§ TEXT FOR ANALYSIS:
I have a huge list containing many strings like:
['xxxx','xx','xy','yy','x',......]
Now I am looking for an efficient way that removes all strings that are present within another string. For example 'xx' 'x' fit in 'xxxx'.
As the dataset is huge, I was wondering if there is an efficient method for this beside
if a in b:
The complete code: With maybe some optimization parts:
for x in range(len(taxlistcomplete)):
if delete == True:
x = x - 1
delete = False
for y in range(len(taxlistcomplete)):
if taxlistcomplete[x] in taxlistcomplete[y]:
if x != y:
print x,y
print taxlistcomplete[x]
del taxlistcomplete[x]
delete = True
break
print x, len(taxlistcomplete)
An updated version of the code:
for x in enumerate(taxlistcomplete):
if delete == True:
#If element is removed, I need to step 1 back and continue looping.....
delete = False
for y in enumerate(taxlistcomplete):
if x[1] in y[1]:
if x[1] != y[1]:
print x[1],y[1]
print taxlistcomplete[x]
del taxlistcomplete[x[0]]
delete = True
break
print x, len(taxlistcomplete)

§ DATA EXTRACTS:

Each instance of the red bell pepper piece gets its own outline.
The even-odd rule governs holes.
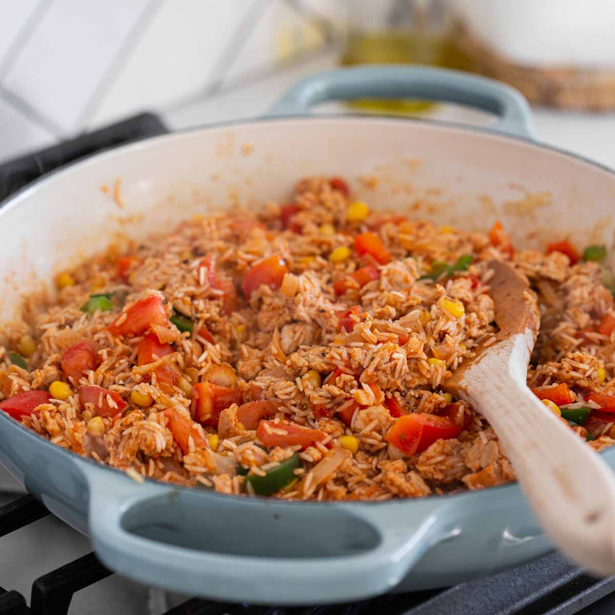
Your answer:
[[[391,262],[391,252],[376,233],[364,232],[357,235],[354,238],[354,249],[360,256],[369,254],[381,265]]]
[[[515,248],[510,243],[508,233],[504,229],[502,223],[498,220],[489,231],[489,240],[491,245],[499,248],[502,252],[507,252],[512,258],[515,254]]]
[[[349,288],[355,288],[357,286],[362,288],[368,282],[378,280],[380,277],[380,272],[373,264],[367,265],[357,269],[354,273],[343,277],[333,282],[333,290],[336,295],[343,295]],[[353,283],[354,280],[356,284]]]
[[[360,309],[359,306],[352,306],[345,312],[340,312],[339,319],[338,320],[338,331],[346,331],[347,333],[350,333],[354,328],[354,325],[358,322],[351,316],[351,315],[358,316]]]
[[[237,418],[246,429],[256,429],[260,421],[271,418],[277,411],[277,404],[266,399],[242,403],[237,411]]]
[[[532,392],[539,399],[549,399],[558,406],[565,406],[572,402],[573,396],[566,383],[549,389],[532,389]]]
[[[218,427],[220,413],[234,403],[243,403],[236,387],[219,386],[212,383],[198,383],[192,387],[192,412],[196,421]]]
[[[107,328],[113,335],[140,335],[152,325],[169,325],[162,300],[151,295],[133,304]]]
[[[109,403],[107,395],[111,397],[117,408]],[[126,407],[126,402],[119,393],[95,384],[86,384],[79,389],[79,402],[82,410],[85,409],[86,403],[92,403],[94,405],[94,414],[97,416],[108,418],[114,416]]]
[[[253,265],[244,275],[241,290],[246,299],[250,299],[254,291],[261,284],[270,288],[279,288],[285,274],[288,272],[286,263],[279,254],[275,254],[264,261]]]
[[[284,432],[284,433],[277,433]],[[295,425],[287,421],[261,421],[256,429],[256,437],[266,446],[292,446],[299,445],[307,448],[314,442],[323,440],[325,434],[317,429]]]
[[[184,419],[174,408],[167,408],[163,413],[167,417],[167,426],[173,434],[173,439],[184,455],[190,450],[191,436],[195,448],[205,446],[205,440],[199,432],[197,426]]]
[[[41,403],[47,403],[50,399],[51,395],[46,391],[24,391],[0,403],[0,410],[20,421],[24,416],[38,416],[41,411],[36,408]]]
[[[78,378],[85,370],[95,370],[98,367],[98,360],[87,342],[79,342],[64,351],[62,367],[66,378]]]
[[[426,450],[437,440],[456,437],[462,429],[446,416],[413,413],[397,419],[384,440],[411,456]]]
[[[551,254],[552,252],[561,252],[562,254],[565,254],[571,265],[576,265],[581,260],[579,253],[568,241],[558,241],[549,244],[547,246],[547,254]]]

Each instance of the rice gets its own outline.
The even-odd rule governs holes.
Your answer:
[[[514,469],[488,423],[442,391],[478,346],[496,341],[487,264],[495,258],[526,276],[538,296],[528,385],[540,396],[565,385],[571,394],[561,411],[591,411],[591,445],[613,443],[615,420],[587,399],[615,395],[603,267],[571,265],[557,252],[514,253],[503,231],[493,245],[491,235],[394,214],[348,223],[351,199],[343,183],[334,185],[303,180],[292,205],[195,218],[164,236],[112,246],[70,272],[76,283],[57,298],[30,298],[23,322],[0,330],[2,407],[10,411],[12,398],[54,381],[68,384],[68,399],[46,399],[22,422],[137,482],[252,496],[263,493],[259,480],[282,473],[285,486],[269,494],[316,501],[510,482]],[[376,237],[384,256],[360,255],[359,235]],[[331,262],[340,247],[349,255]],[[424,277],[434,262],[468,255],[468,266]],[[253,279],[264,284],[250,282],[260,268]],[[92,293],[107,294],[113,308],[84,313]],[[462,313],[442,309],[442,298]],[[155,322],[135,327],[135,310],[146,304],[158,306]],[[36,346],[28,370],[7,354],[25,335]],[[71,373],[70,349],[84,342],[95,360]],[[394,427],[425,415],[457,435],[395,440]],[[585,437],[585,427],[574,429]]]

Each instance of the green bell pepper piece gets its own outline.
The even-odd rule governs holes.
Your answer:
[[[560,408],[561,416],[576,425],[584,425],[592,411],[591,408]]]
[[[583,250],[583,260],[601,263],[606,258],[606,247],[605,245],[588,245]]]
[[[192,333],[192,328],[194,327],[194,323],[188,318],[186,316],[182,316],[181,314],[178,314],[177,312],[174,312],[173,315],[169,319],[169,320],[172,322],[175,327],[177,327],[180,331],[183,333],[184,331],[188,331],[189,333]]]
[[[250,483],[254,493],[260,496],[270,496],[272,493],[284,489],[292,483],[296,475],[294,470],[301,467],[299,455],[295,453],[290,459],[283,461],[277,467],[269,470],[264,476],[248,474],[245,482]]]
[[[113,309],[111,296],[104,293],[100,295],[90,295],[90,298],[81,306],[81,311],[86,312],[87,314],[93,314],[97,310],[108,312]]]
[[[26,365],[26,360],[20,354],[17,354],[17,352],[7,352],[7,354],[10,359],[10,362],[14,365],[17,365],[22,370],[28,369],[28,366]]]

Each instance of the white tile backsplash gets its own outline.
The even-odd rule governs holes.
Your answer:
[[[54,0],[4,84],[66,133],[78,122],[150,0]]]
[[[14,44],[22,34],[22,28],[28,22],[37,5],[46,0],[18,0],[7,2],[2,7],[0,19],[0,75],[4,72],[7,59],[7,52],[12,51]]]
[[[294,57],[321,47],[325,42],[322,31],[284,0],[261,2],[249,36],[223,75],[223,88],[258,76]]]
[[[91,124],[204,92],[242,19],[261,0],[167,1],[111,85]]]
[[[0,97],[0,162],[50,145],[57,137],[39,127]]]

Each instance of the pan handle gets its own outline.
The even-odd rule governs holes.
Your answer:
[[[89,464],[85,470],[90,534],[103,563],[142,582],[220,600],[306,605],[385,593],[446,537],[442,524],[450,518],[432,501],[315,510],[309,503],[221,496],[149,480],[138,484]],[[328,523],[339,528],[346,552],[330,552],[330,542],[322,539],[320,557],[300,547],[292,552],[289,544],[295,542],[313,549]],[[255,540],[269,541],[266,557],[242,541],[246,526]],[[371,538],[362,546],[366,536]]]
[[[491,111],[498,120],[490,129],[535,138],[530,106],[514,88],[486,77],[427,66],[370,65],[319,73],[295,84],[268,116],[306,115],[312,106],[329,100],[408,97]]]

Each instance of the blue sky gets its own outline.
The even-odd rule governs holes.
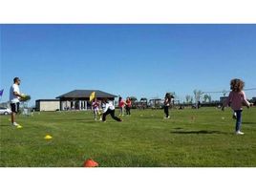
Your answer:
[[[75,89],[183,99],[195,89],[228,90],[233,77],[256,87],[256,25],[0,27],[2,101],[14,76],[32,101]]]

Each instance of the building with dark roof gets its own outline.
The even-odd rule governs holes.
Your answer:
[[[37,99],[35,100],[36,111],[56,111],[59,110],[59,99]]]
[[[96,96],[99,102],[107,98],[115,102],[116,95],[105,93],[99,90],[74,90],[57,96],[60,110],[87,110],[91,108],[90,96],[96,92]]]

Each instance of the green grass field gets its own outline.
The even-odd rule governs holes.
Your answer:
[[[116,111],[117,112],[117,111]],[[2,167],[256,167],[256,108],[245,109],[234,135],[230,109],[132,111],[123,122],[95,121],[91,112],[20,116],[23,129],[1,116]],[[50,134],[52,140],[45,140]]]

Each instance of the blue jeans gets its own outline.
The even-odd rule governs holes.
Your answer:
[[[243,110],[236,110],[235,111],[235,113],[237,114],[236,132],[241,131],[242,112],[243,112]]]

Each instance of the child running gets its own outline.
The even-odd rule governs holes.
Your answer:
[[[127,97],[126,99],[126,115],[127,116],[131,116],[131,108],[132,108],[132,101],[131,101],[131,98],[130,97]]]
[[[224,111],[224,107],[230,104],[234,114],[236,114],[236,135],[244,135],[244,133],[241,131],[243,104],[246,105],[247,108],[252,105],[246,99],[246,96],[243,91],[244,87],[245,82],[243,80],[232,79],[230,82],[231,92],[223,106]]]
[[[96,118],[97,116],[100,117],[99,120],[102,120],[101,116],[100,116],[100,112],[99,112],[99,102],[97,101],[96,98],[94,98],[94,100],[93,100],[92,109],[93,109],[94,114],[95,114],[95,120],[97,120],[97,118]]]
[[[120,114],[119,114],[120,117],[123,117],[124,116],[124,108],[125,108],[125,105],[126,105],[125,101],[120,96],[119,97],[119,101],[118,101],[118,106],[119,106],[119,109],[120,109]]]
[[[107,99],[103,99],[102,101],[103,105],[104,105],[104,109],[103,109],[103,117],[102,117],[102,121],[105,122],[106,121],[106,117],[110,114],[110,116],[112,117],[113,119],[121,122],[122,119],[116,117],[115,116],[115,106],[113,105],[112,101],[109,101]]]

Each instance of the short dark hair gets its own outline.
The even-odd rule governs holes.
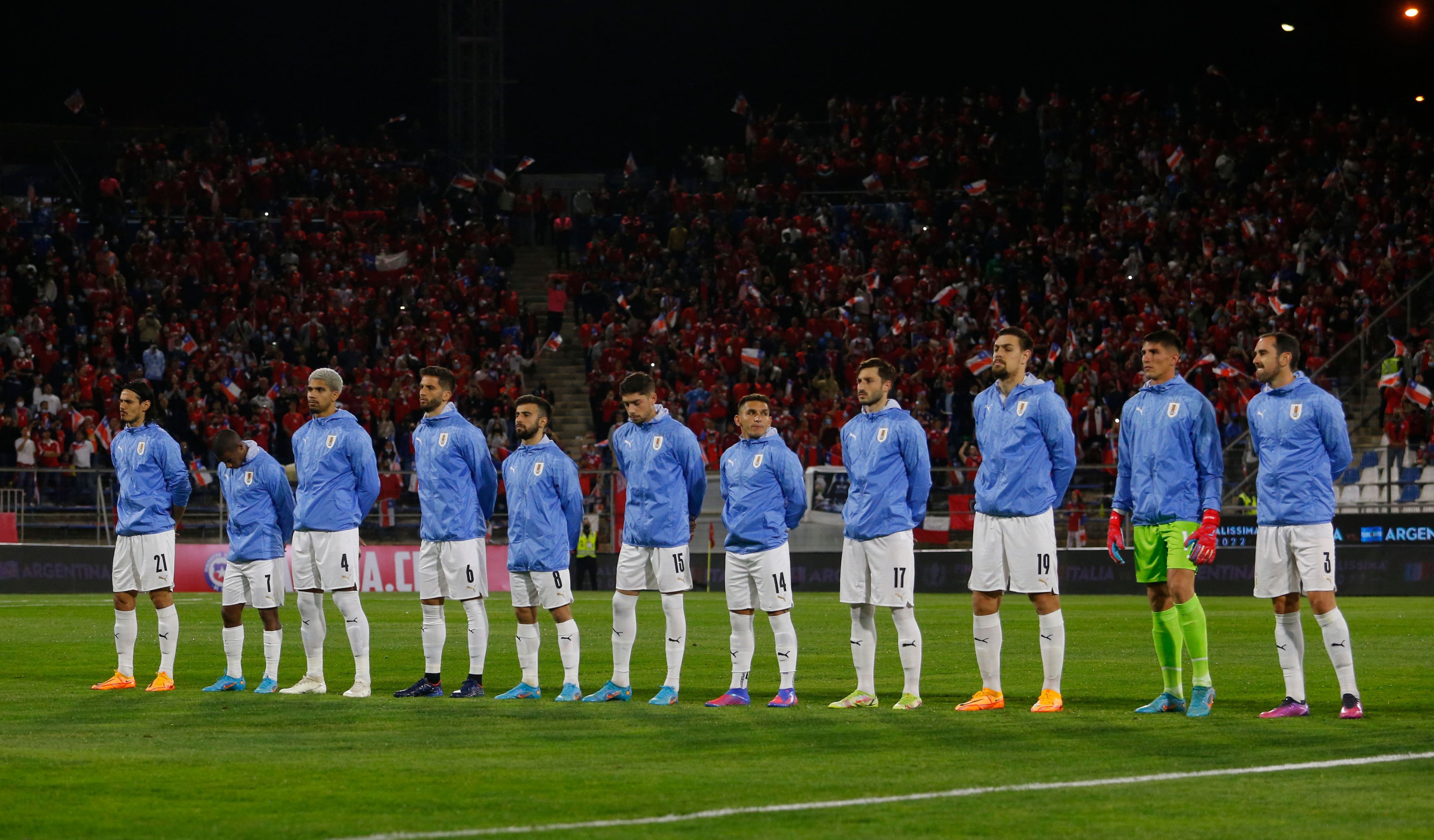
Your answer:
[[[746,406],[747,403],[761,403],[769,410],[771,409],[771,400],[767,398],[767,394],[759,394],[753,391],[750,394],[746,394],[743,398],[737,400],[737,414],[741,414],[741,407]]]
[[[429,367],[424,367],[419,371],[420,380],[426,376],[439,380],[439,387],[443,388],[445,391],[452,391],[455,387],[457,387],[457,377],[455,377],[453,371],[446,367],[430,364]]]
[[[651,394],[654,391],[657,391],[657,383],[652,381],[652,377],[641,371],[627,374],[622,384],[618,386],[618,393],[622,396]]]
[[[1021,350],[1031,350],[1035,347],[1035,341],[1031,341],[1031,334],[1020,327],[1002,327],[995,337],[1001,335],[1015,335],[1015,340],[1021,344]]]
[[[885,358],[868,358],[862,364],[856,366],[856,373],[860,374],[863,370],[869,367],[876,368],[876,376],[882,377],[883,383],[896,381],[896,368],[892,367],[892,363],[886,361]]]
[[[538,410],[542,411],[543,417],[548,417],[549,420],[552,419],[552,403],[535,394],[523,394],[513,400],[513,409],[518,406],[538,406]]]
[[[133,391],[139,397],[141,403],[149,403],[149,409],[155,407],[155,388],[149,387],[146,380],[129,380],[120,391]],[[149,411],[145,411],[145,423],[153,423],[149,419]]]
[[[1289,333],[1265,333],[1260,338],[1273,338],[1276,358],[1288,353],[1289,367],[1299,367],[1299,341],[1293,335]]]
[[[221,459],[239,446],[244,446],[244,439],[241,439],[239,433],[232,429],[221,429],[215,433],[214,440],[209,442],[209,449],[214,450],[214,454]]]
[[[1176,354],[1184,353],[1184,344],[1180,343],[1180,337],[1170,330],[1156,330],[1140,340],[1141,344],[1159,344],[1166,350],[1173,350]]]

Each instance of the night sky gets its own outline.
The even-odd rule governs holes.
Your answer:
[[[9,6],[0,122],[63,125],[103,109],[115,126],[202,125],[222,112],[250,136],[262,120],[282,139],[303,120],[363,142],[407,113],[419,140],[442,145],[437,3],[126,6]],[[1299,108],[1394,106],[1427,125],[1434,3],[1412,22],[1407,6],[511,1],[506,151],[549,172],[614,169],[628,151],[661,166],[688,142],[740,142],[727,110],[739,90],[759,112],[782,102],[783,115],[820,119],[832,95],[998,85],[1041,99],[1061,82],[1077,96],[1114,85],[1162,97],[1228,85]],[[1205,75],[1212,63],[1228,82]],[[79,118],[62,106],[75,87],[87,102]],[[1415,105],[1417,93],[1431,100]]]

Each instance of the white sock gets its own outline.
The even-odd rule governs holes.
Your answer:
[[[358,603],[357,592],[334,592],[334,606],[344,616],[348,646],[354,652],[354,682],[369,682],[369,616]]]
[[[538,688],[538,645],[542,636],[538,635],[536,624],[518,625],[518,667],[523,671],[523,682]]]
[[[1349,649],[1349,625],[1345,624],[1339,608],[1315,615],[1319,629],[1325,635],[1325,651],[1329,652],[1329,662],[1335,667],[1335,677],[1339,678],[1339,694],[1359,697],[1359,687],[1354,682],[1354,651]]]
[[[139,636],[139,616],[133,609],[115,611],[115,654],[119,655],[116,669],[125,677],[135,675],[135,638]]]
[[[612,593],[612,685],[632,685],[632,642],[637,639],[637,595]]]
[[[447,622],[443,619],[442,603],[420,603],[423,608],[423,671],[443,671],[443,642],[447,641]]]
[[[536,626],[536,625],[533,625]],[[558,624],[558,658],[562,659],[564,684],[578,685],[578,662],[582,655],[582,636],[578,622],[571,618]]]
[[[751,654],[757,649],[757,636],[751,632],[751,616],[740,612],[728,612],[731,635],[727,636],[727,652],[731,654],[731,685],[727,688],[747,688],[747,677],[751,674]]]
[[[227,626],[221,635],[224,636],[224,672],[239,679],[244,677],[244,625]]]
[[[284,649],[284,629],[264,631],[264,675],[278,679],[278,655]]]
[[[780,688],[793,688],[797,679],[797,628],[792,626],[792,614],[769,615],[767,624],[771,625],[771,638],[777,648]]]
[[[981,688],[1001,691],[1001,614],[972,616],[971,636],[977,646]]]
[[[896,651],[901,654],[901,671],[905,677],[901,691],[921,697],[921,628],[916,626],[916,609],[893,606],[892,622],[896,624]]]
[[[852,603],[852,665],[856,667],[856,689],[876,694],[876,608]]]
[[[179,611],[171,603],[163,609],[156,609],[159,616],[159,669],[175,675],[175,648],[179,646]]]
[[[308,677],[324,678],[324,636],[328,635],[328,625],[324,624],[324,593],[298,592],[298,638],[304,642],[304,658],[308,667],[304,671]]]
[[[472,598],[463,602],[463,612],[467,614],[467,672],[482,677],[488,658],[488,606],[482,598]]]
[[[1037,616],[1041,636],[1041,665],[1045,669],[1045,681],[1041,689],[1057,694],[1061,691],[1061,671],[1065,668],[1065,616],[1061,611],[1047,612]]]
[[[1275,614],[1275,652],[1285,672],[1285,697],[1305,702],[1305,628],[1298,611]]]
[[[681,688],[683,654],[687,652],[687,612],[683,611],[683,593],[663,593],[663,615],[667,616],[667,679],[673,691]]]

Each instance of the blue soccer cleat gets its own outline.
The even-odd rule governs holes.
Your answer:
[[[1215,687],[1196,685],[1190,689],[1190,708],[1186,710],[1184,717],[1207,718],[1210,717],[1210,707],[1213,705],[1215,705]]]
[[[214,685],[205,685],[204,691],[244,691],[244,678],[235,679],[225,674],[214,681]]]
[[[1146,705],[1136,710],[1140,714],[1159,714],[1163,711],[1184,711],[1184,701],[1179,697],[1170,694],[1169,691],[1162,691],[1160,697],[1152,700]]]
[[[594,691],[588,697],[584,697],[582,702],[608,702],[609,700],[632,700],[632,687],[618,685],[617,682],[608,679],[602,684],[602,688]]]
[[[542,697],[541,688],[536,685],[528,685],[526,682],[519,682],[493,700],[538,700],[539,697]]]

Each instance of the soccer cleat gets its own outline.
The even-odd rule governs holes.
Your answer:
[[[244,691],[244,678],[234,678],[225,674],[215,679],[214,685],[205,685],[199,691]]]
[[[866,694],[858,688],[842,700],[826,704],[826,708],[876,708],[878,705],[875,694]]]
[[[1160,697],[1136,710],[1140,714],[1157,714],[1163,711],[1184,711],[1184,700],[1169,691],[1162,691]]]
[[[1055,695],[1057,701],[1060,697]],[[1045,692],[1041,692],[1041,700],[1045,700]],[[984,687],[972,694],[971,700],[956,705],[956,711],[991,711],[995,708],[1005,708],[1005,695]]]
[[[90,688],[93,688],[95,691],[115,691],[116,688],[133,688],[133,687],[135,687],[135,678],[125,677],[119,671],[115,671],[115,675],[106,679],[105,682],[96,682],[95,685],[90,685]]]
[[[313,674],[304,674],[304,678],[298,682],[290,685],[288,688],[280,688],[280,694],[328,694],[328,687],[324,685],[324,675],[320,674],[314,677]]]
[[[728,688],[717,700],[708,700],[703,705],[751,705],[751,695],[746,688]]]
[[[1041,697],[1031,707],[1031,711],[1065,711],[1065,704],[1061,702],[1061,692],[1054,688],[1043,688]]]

§ ASSIGNED TASK 1: In the forum post about removing strings contained in other strings, rewrite the passage from "An updated version" up to and including "and continue looping.....", substituting "revised" for "updated".
§ ASSIGNED TASK 2: Extend the forum post about removing strings contained in other strings, starting right after its final line.

§ TASK RESPONSE 1:
An revised version of the code:
for x in enumerate(taxlistcomplete):
if delete == True:
#If element is removed, I need to step 1 back and continue looping.....

§ TASK RESPONSE 2:
Now implemented with the enumerate, only now I am wondering if this is more efficient and howto implement the delete step so I have less to search in as well.
Just a short thought...
Basically what I would like to see...
if element does not match any other elements in list write this one to a file.
Thus if 'xxxxx' not in 'xx','xy','wfirfj',etc... print/save
A new simple version as I dont think I can optimize it much further anyway...
print 'comparison'
file = open('output.txt','a')
for x in enumerate(taxlistcomplete):
delete = False
for y in enumerate(taxlistcomplete):
if x[1] in y[1]:
if x[1] != y[1]:
taxlistcomplete[x[0]] = ''
delete = True
break
if delete == False:
file.write(str(x))
x in <string> is fast, but checking each string against all other strings in the list will take O(n^2) time. Instead of shaving a few cycles by optimizing the comparison, you can achieve huge savings by using a different data structure so that you can check each string in just one lookup: For two thousand strings, that's two thousand checks instead of four million.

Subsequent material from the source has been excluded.